*** Rows
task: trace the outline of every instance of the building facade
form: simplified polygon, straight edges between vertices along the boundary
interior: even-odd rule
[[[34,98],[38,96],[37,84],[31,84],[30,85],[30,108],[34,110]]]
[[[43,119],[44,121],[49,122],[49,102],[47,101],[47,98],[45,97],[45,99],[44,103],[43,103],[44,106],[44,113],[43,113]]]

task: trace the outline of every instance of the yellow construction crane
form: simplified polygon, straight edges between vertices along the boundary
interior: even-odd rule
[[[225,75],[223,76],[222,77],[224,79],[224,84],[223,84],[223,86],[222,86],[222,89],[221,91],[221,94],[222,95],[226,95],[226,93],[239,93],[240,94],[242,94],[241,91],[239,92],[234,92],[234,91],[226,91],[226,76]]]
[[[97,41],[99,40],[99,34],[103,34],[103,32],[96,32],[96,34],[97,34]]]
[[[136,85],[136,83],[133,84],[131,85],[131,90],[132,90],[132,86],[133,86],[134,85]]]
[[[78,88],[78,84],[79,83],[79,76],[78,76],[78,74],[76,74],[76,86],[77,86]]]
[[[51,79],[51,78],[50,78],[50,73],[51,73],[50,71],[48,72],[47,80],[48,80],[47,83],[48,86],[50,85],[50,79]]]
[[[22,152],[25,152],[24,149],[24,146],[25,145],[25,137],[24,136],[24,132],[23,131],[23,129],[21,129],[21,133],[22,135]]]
******
- _To be done_:
Copy the material from the line containing "task: trace the outline of every instance of the yellow" through the end, keeping every line and adding 141 to each coordinate in the polygon outlines.

- _Solved problem_:
task: trace the outline of every instance of the yellow construction crane
form: simplified polygon, straight edges between vertices along the boundary
interior: even-odd rule
[[[366,216],[364,217],[363,218],[365,220],[365,225],[364,225],[364,227],[363,227],[363,230],[362,232],[362,235],[363,236],[367,236],[367,234],[380,234],[381,235],[383,235],[382,232],[380,233],[375,233],[375,232],[367,232],[367,217]]]
[[[238,182],[240,181],[240,175],[244,175],[244,173],[237,173],[237,175],[238,175]]]
[[[277,226],[277,224],[274,225],[272,226],[272,231],[273,231],[273,227],[274,227],[275,226]]]
[[[219,229],[219,225],[220,224],[220,217],[219,217],[219,215],[217,215],[217,227],[218,227]]]
[[[192,220],[192,219],[191,219],[191,214],[192,214],[191,212],[189,213],[188,221],[189,221],[188,224],[189,227],[191,226],[191,220]]]
[[[163,293],[166,293],[165,290],[165,287],[166,286],[166,278],[165,277],[165,273],[164,272],[164,270],[162,270],[162,274],[163,276]]]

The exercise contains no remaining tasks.